**Work order**
Where the data below has the string "aircraft", return the whole line.

**Source data**
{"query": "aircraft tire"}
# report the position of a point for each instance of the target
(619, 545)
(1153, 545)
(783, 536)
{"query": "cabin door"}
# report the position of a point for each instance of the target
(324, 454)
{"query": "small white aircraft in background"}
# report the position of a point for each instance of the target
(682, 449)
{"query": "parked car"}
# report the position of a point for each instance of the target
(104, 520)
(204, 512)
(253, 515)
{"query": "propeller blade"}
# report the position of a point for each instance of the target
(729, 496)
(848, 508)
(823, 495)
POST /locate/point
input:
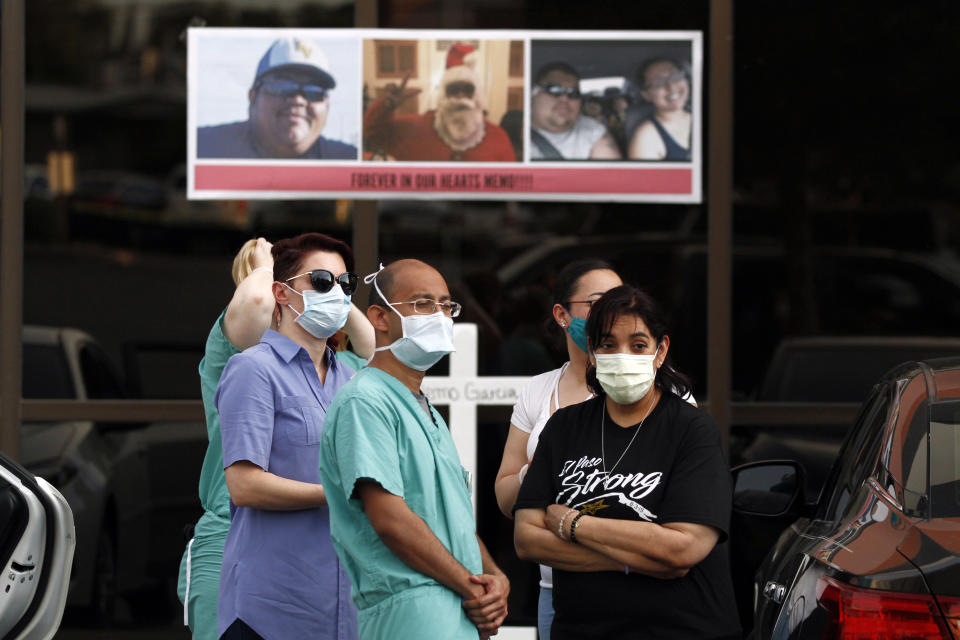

**Solved problem**
{"query": "aircraft tire"}
{"query": "small white aircraft in background"}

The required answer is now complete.